Start of SOURCE EXTRACT

• WebGPU (WGSL) handles this by having a specified accuracy for each operation.

    https://www.w3.org/TR/WGSL/#concrete-float-accuracy

    This is all fully tested in the CTS.

    https://gpuweb.github.io/cts/standalone/?q=webgpu:shader,*

  • > This is not the first time we can see Nvidia taking shortcuts to achieve maximum performance of their GPUs

    Why is implementing it correctly not performant? For context I have no idea how rounding is typically implemented anyways.

    • It is not correct because it does not implement the FP arithmetic standard and this can lead to much greater numerical errors than expected.

      NVIDIA is not responsible alone, because the Microsoft DirectX specification includes the non-standard behavior.

      Nevertheless, as shown in TFA, both the AMD and Intel GPUs allow the user to choose between correct behavior and incorrect behavior that might be faster, while NVIDIA ignores what the user requests and implements only the non-standard behavior.

      The developers of graphics or ML/AI applications do not care about errors, but there are also people who want to use GPUs for normal computations, where the accuracy of the results matters, so they want to be able to choose between correct behavior and incorrect but faster behavior.

      Actually "faster" is a misnomer, because denormals can be handled correctly without diminishing the speed, but that costs additional die area. Thus what NVIDIA gains by not implementing the right behavior is a reduced production cost.

  • Denormals happen to be the way that Zero can even be represented at all?
  • Flush denormals to zero. Even their inventor had trouble writing correct code in their presence - see the Appendix to that "what every programmer should know..." paper
    • On the other hand, they (unexpectedly to the inventor, who intended them to be a debugging tool) underpin a few foundational results in correctly rounded computation, such as https://en.wikipedia.org/wiki/Sterbenz_lemma.

End of SOURCE EXTRACT

> **PROBLEM TO SOLVE**:
Continue the forum thread about GPU handling of denormal floating-point numbers, picking up after its final post.

Start of EXTRACTED DATA

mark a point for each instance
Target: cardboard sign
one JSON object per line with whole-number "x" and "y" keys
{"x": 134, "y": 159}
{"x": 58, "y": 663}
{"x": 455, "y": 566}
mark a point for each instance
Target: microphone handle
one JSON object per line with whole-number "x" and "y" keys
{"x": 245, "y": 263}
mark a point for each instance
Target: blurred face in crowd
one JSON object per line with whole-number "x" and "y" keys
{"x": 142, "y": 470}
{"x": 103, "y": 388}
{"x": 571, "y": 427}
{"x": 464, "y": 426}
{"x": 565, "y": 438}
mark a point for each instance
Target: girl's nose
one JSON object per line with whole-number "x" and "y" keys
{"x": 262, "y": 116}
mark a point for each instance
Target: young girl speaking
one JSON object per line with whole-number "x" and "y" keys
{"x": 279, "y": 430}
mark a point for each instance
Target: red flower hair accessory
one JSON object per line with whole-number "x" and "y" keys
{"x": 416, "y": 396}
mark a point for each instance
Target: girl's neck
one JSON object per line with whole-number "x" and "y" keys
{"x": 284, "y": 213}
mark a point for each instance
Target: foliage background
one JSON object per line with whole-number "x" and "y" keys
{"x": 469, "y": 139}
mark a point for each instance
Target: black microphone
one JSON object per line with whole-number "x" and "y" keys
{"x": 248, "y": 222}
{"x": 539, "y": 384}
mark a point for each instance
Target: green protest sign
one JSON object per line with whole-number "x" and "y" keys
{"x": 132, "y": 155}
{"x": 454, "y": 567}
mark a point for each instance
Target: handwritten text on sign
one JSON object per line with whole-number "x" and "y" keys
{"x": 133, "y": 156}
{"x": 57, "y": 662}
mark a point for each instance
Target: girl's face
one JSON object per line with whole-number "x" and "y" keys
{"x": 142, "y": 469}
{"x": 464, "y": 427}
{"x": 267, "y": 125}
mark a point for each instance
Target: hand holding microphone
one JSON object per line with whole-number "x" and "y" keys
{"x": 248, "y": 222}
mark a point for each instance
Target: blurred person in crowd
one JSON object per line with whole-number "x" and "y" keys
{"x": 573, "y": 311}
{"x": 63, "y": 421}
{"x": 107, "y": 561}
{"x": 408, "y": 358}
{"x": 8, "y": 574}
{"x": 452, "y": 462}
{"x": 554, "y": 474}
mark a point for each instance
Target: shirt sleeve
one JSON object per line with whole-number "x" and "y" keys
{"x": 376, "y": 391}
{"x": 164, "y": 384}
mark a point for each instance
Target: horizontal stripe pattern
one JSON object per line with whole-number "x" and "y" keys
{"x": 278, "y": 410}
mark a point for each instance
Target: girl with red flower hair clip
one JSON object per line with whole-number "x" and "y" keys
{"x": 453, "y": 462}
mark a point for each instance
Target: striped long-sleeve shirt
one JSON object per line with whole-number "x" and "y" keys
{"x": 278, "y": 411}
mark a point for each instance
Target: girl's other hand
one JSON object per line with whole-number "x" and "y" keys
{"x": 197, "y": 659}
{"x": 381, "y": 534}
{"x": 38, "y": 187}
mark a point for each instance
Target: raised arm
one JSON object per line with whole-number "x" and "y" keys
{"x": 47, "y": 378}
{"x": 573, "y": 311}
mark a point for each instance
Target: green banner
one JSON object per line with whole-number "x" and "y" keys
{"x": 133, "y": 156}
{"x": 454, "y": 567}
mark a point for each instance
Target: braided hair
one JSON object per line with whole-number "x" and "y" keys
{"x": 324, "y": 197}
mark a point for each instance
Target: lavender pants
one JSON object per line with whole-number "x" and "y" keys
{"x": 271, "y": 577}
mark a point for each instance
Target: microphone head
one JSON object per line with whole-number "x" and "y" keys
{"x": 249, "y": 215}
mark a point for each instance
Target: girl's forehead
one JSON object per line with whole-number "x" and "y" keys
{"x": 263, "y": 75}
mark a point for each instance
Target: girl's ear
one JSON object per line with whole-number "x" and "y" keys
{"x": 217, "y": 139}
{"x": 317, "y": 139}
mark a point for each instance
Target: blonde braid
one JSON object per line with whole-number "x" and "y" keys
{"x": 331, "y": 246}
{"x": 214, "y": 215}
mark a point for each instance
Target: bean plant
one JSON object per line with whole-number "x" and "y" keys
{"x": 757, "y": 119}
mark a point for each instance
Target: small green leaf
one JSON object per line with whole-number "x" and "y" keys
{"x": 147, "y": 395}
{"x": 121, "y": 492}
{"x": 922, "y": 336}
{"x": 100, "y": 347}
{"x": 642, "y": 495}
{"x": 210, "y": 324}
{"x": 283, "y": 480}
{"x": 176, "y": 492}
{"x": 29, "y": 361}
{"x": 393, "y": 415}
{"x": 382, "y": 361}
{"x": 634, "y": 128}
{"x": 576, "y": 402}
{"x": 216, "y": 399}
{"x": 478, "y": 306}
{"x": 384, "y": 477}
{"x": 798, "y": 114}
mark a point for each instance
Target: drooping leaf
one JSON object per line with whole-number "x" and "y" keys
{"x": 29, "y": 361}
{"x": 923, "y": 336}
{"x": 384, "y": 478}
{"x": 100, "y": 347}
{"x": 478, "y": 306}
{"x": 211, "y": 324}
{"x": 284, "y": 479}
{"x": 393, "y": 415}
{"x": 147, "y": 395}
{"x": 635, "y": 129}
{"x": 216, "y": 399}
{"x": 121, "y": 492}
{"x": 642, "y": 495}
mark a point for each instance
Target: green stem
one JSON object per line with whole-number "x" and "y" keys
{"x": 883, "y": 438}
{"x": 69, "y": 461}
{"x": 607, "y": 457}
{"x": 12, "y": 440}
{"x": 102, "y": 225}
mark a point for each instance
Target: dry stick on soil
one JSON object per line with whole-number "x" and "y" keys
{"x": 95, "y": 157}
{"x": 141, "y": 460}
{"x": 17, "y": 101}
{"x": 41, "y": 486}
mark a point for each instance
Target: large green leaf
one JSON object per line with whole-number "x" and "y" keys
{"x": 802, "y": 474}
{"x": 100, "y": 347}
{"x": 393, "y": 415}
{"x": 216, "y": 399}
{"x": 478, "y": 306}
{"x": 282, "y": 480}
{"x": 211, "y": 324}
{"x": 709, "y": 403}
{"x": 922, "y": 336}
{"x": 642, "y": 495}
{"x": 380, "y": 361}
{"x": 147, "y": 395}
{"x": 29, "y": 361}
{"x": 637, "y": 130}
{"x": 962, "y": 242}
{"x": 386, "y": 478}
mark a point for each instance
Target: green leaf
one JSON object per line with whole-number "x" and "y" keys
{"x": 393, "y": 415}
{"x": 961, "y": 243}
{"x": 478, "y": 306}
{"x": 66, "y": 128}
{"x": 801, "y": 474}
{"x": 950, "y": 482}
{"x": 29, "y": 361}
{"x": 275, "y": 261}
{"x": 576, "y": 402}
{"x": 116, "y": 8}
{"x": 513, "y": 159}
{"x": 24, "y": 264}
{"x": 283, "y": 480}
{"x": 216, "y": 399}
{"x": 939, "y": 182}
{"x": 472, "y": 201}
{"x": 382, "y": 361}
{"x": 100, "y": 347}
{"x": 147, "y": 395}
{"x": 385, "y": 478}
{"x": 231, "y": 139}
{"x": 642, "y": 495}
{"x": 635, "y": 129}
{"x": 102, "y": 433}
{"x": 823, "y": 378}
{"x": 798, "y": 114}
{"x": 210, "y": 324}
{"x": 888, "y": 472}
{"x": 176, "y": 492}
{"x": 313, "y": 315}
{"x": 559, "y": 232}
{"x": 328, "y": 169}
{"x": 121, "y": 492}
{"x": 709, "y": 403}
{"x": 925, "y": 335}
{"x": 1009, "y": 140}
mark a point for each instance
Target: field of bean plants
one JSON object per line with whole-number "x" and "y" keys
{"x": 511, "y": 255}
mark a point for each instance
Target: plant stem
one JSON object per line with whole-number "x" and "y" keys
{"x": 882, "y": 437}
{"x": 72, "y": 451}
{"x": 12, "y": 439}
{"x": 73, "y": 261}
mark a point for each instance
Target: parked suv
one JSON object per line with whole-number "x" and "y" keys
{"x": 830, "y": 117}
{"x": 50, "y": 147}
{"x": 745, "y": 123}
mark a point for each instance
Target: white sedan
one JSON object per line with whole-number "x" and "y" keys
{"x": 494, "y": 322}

End of EXTRACTED DATA

> **IN RESPONSE**:
    • > Even their inventor had trouble writing correct code in their presence

      I didn't know that. Could you provide a more specific reference?

  • Another thing to keep in mind is that CPU processing of denormals tends to be extremely slow - I vaguely recall running into something like a 10x slowdown a decade ago.

    For a lot of applications the difference between a denormal and zero is small enough to be irrelevant, so if you expect near-zero values to be common, enabling a denormals-to-zero compiler flag might give you a pretty nice performance boost for free.

    • Denormal processing is slow only on certain CPUs, where the designers have been lazy, so when denormals are encountered that is handled by a microprogrammed sequence.

      During the last half of century there have been plenty of CPUs where denormals have been handled in hardware, so that any slow down caused by them is negligible.

      Except for generating graphic images seen by humans or in ML/AI applications, neither flushing results to zero nor treating denormal inputs as zero are acceptable, because they can lead to huge errors.

      Whoever fears that denormals can slow down an application, must enable the underflow exception. In that case denormals are never generated, but the underflow exceptions must be handled, because when denormals are not desired but underflows happen, that means that there are bugs in the program, which must be fixed.

      Denormals have been created so that people can mask the underflow exception and avoid to handle it, without dire consequences.

      However this habit of no longer handling the floating-point exceptions, like before the IEEE 754 standard, has created younger developers who are no longer aware of how FP arithmetic must be handled to avoid errors, so now there are too many who believe that the use of "-ffast-math" is permitted in general-purpose programs, not only in special applications where result accuracy does not matter.

      For correct results, you must use either denormals or underflow exception handling. There is no third choice. The third choice, like in GPUs, is only for when correctness is irrelevant.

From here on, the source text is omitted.